▽

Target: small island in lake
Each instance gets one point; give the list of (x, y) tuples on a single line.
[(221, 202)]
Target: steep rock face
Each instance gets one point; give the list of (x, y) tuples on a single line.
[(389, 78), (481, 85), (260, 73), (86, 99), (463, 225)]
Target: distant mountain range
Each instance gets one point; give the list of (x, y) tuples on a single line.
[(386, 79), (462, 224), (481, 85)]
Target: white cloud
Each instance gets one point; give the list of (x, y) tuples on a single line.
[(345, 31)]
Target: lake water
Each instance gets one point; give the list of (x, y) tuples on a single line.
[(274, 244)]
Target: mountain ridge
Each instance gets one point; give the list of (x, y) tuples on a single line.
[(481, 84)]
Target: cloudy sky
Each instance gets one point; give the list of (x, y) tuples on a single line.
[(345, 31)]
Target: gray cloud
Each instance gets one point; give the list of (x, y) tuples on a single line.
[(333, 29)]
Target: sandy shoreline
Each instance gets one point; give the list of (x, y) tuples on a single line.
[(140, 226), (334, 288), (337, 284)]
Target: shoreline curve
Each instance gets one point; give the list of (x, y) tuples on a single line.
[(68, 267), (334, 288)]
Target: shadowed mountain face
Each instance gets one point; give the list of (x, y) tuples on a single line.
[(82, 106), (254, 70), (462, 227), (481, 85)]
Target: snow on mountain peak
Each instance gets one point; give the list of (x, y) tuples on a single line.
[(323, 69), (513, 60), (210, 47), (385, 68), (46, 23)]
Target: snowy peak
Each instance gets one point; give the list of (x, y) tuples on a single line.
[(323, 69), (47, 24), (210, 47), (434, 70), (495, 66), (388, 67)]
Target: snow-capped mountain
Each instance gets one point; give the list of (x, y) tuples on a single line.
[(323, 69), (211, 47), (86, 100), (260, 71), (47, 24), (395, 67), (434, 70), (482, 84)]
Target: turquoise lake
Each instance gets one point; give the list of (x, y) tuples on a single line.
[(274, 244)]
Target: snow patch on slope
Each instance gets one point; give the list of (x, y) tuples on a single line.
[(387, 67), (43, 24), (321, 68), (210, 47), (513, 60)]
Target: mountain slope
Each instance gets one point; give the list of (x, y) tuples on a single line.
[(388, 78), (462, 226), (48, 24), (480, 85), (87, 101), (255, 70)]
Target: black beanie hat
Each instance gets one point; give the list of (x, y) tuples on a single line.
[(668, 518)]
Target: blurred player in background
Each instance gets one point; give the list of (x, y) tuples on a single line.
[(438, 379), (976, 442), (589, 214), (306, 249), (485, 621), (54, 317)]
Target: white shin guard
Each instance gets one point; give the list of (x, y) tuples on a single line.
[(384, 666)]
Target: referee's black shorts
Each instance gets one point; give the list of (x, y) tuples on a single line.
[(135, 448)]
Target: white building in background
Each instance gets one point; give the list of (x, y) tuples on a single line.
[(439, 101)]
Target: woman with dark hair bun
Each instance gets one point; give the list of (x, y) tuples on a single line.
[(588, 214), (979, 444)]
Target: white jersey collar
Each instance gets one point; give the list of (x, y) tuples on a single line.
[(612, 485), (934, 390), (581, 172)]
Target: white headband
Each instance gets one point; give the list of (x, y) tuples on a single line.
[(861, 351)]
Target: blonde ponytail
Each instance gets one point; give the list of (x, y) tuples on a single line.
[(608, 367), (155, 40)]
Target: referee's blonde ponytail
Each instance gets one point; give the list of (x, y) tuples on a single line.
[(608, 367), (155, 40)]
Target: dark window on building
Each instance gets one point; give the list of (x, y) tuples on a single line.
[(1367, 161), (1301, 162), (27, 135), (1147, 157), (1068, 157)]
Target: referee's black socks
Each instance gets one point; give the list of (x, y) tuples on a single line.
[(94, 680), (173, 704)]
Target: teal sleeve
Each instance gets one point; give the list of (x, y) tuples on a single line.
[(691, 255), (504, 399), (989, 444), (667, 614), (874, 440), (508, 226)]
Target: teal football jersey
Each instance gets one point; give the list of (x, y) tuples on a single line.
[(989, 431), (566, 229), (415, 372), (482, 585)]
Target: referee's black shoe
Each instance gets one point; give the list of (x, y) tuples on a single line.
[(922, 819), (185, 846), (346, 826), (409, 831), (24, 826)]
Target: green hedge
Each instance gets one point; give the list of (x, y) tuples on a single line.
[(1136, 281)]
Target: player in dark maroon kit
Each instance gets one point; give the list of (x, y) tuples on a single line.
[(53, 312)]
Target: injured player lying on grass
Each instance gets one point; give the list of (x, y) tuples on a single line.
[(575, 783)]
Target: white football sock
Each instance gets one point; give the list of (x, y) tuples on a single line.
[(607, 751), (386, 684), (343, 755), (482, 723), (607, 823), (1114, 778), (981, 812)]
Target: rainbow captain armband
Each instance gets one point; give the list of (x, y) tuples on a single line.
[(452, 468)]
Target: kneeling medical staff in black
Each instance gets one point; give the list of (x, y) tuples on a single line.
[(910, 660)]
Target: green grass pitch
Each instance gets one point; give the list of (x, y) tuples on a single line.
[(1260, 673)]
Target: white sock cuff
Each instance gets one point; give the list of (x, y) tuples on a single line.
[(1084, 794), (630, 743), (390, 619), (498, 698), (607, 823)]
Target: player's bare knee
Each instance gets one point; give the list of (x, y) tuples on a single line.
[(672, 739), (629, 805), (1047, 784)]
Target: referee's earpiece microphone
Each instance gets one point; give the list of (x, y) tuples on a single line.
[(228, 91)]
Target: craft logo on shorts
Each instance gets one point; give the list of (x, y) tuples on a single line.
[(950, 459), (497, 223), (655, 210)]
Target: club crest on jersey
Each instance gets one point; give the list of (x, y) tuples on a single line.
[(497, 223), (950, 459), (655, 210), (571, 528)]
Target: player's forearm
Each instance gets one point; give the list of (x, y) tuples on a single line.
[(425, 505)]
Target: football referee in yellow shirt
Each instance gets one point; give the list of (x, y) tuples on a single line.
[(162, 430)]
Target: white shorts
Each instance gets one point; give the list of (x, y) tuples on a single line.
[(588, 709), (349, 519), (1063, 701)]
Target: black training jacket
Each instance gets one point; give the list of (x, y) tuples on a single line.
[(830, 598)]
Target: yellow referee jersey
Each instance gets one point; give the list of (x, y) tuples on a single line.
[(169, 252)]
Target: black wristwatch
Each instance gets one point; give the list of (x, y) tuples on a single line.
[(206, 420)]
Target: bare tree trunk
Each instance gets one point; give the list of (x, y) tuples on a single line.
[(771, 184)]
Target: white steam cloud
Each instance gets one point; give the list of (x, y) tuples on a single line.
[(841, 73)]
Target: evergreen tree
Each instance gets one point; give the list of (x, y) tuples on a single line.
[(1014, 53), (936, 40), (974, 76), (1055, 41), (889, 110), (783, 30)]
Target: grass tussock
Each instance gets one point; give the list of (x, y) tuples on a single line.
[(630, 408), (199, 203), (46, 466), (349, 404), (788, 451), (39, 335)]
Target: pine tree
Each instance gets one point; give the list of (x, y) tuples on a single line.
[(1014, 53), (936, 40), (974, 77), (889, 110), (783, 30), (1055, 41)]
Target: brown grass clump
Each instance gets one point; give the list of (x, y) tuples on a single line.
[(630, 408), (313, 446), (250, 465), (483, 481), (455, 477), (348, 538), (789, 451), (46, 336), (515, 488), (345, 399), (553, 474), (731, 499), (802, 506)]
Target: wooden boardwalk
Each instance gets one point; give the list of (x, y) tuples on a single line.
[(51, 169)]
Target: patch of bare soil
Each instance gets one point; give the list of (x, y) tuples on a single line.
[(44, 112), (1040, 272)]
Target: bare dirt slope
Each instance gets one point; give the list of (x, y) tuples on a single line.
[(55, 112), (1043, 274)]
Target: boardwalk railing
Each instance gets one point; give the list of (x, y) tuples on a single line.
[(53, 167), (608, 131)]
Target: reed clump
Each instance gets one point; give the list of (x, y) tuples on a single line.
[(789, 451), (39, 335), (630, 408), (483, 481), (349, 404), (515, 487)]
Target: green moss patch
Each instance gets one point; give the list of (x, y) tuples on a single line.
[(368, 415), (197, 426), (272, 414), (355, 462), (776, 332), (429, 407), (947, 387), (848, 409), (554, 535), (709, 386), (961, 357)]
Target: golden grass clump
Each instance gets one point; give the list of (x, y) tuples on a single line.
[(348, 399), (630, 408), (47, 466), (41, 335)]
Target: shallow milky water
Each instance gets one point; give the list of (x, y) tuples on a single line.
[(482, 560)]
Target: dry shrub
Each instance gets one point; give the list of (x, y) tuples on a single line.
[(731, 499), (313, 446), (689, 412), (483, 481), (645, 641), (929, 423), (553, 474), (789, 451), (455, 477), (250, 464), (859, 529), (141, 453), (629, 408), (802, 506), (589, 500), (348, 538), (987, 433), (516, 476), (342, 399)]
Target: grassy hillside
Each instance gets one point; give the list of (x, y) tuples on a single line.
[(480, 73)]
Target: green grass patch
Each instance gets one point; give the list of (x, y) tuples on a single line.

△

Assigned task: Go through the material and copy every line in which the word "clump" occurs.

Problem solution:
Target: brown grass clump
Target: reed clump
Target: golden grass clump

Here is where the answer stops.